- _WRITTEN EXERCISE_
Copy the lines that follow, keeping every character the same.

──────── DATA TO USE ────────

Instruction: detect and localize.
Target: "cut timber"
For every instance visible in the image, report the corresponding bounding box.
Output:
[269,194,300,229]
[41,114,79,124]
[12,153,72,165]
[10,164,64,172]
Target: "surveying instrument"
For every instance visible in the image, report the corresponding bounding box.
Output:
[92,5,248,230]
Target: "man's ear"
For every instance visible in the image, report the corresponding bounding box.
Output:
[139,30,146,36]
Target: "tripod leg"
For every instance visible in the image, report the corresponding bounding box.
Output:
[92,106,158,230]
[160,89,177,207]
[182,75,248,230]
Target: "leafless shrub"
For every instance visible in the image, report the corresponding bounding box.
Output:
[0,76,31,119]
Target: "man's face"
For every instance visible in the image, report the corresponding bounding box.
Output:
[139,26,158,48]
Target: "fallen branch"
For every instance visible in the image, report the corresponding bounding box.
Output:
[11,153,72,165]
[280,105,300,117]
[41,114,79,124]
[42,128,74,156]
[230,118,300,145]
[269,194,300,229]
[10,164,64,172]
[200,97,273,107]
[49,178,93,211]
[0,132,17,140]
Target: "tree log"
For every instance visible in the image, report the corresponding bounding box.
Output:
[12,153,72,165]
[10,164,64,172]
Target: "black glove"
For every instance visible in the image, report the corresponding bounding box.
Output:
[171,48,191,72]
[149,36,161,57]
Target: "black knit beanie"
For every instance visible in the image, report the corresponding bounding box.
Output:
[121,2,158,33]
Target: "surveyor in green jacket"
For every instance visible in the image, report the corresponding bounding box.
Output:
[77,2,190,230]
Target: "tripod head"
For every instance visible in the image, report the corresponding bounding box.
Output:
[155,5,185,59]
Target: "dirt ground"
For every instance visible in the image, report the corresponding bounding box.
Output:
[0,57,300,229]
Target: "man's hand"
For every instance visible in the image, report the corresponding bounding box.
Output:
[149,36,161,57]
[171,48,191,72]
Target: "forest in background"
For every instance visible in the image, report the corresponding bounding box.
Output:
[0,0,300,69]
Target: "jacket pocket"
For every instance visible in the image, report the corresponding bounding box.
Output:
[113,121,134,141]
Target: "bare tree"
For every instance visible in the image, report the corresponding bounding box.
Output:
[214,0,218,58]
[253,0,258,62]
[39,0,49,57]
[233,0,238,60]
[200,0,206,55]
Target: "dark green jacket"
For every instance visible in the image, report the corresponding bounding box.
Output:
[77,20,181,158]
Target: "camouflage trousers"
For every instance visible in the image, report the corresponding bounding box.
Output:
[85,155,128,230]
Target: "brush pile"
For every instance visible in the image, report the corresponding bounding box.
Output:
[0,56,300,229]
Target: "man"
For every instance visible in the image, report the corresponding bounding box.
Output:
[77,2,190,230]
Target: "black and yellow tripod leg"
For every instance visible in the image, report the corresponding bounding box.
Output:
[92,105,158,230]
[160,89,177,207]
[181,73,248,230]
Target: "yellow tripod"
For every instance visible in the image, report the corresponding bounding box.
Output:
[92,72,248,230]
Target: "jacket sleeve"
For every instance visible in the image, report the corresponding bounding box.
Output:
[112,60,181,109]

────────

- _TASK SOLUTION_
Instruction: detect and localize.
Target: "cut timber"
For every instance visible in the image, report the corresponding bounding box.
Output:
[269,194,300,229]
[41,114,79,124]
[12,153,72,165]
[10,164,64,172]
Target: "surveying instrument"
For every instance visible in the image, report the corresponding bounding box.
Output:
[92,5,248,230]
Target: "man's ear"
For every instance visible in the image, report the corresponding bounding box.
Output:
[139,30,146,36]
Target: "tripod leg"
For every instance visible in the image, report the corresponding bounding box.
Output:
[92,106,158,230]
[160,89,177,207]
[182,75,248,230]
Target: "leafless shrub"
For every instance visible in the image, report the corresponding bounding box.
Output:
[0,76,31,119]
Target: "man's face"
For every instance visible in the image, report the corresponding bounding box.
Output:
[139,26,158,48]
Target: "fallen branch"
For every instance visible in the image, report the corresponding bounding box.
Output:
[11,153,72,165]
[280,105,300,117]
[41,114,79,124]
[42,128,74,156]
[230,118,300,145]
[269,194,300,229]
[10,164,64,172]
[200,97,273,107]
[49,178,93,211]
[0,132,17,140]
Target: "tree log"
For every instance visible in the image, report the corresponding bounding box.
Output:
[12,153,72,165]
[10,164,64,172]
Target: "black glove"
For every instance visible in the image, report the corresponding bounding box.
Output:
[171,48,191,72]
[149,36,161,57]
Target: "black knit beanie"
For every instance visible in the image, report the corresponding bounding box.
Output:
[121,2,158,33]
Target: "surveyor in green jacket"
For every instance visible in the image, report the corresponding bounding box.
Output:
[77,2,190,230]
Target: "tripod head"
For every instance visible in the image, report the corresponding bounding box.
Output:
[155,5,185,59]
Target: "dirt ground"
For every instance visible in the image, report the corresponding bounding box.
Output:
[0,57,300,229]
Target: "man's hand"
For every instance visible in the image, report the corresponding bounding box.
Output:
[149,36,161,57]
[171,48,191,72]
Target: "forest in background"
For every instance visible in the image, report the corresponding bounding box.
Output:
[0,0,300,69]
Target: "jacket pocket"
For every instance visible in the image, report the corresponding bounding box.
Output:
[113,121,134,141]
Target: "bare tree"
For every instance visible in the image, report the corresponding bounding box.
Output:
[214,0,218,58]
[253,0,258,62]
[39,0,49,57]
[233,0,238,60]
[200,0,206,55]
Target: "dark green jacket"
For every instance visible in the image, report the corresponding bounding box.
Output:
[77,20,181,158]
Target: "camouflage trousers"
For every instance visible in the image, report the corresponding bounding box.
Output:
[85,155,128,230]
Target: "brush pile"
For every instance visible in the image, report the corresponding bounding box.
Output:
[0,56,300,229]
Target: "man"
For every instance visible in the image, report the corresponding bounding box.
Output:
[77,2,190,230]
Target: "black and yellow tripod leg"
For every instance visible in the image, report the corresponding bounding box.
Output:
[92,105,158,230]
[160,89,177,207]
[181,73,248,230]
Target: "yellow tripod"
For every instance visible in the image, report the corresponding bounding box.
Output:
[92,72,248,230]
Target: "jacket sleeve"
For every instance visible in the image, report the corresponding bounding box.
Output:
[112,60,181,109]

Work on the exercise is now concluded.